Ausgangstext:
Mauterhöhung durch einen CO2-Zuschlag

Im Jahr 2023 steht nun die nächste Mauterhöhung an. Gemäß einer neuen EU-Richtlinie muss der Bund bis März 2024 eine CO2-Differenzierung in den Mautsätzen einführen und bis März 2027 die Mautpflicht auf alle Fahrzeuge über 3,5 Tonnen Gesamtgewicht ausweiten.

Die Bundesregierung hat beschlossen diese Vorgaben zunächst durch die Einführung eines CO2-Zuschlages zum 1. Dezember 2023 umzusetzen. Zum 1. Juli 2024 erfolgt dann die Ausweitung auf die kleineren Nutzfahrzeuge. Der CO2-Zuschlag wird dabei mit einem Preis von 200 Euro pro Tonne kalkuliert, was das Doppelte vom Mindestsatz ist, den die EU-Richtlinie vorgegeben hat. Auch im Vergleich mit den etwa 90 Euro, die pro Tonne im europäischen Emissionshandel aufgerufen werden, ist dieser Preis sehr hoch angesetzt. Für einen schweren Lkw bedeutet der CO2-Zuschlag daher grob eine Verdoppelung des bisherigen Mautsatzes. Die Bundesregierung erwartet sich hierdurch Mehreinnahmen von 6,7 Milliarden Euro im Jahr 2024 (BMDV,2023).

Datensätze:
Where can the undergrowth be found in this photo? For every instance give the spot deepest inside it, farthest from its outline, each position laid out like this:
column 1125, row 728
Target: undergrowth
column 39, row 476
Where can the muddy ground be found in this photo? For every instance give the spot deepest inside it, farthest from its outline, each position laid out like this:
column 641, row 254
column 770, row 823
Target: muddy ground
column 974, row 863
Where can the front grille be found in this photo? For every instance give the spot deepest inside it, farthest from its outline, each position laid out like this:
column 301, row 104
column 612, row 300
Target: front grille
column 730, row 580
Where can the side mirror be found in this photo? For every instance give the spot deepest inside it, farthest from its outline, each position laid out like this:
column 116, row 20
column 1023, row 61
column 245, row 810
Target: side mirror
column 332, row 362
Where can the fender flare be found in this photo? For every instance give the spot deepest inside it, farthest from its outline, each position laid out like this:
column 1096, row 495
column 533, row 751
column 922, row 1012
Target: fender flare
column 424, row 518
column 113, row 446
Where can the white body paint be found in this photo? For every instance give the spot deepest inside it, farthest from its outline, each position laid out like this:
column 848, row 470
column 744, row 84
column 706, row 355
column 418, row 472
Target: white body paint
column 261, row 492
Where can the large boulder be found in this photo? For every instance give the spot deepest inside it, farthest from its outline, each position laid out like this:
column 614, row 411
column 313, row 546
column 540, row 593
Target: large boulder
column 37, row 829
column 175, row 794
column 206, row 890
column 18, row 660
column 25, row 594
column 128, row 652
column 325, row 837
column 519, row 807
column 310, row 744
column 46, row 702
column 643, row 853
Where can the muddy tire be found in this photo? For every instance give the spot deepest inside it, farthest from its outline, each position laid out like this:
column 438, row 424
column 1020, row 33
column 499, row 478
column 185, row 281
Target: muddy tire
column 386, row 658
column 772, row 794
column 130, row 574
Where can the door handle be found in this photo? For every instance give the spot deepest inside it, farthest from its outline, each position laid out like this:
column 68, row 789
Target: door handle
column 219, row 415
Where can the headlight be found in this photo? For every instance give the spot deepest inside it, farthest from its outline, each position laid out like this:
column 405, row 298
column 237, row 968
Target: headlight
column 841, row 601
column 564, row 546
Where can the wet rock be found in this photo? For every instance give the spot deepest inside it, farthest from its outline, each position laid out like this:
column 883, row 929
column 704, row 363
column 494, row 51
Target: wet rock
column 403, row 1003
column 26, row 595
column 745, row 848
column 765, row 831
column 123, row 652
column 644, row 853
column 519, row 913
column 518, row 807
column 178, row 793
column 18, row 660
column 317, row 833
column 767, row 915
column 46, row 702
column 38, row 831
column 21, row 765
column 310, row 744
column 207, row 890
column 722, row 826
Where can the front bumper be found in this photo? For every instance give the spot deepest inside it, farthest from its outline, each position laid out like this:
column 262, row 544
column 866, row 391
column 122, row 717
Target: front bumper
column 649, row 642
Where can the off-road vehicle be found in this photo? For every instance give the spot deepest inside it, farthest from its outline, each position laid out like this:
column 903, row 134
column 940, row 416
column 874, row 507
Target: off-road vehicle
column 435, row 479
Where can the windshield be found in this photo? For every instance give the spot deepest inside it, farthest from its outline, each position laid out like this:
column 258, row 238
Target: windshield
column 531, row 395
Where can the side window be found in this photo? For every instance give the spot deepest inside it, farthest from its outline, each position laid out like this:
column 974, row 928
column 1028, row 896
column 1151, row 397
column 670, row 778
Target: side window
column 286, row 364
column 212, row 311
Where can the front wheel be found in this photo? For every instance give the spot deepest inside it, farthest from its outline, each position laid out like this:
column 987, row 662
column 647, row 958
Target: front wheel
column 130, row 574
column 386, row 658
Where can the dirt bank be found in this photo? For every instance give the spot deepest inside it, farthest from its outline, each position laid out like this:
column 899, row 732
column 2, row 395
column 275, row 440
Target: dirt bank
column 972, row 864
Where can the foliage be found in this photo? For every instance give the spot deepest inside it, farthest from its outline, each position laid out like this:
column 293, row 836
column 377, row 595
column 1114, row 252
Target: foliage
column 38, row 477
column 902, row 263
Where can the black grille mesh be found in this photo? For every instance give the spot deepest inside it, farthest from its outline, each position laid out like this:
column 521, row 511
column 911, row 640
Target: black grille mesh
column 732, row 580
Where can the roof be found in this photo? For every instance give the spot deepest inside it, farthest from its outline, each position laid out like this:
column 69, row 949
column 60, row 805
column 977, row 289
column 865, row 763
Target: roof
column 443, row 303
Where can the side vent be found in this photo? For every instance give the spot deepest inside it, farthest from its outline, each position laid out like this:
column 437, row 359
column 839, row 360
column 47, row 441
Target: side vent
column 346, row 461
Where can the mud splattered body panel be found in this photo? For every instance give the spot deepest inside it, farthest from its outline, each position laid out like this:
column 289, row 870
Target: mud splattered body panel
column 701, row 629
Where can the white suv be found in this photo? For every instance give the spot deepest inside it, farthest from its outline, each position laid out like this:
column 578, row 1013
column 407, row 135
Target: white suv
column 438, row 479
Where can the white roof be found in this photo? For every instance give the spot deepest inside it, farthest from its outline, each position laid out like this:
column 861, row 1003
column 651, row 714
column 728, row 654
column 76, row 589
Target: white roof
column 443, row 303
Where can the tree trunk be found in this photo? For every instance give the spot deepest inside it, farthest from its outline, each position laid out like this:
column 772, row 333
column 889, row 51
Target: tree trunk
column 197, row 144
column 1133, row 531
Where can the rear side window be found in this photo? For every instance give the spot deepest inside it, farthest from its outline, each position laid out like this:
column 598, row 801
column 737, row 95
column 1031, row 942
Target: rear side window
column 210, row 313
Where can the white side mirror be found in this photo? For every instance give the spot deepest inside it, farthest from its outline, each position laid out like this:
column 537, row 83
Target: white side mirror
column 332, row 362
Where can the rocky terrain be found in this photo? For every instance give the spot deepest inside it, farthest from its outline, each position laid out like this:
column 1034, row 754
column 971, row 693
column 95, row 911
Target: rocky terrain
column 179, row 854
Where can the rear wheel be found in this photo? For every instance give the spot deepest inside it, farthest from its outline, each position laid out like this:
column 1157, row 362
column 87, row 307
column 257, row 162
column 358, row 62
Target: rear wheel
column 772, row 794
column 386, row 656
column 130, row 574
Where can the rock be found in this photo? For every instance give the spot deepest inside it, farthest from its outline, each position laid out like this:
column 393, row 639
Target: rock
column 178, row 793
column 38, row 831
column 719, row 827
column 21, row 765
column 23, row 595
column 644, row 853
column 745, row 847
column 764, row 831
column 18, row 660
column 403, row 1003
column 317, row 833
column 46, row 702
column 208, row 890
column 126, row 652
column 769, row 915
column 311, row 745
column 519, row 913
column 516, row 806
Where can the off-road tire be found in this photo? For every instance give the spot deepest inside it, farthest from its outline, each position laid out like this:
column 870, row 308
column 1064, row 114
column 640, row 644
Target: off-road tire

Was zu tun ist:
A: Gib den Ausgangstext von „Mauterhöhung durch einen“ bis „Tonnen Gesamtgewicht ausweiten.“ wortgetreu wieder.
B: Mit welchem Preis pro Tonne wird der CO2-Zuschlag laut Ausgangstext kalkuliert?
Das Material spielt hierfür keine Rolle.

Lösungen:
A:
Mauterhöhung durch einen CO2-Zuschlag

Im Jahr 2023 steht nun die nächste Mauterhöhung an. Gemäß einer neuen EU-Richtlinie muss der Bund bis März 2024 eine CO2-Differenzierung in den Mautsätzen einführen und bis März 2027 die Mautpflicht auf alle Fahrzeuge über 3,5 Tonnen Gesamtgewicht ausweiten.

B: Mit 200 Euro pro Tonne.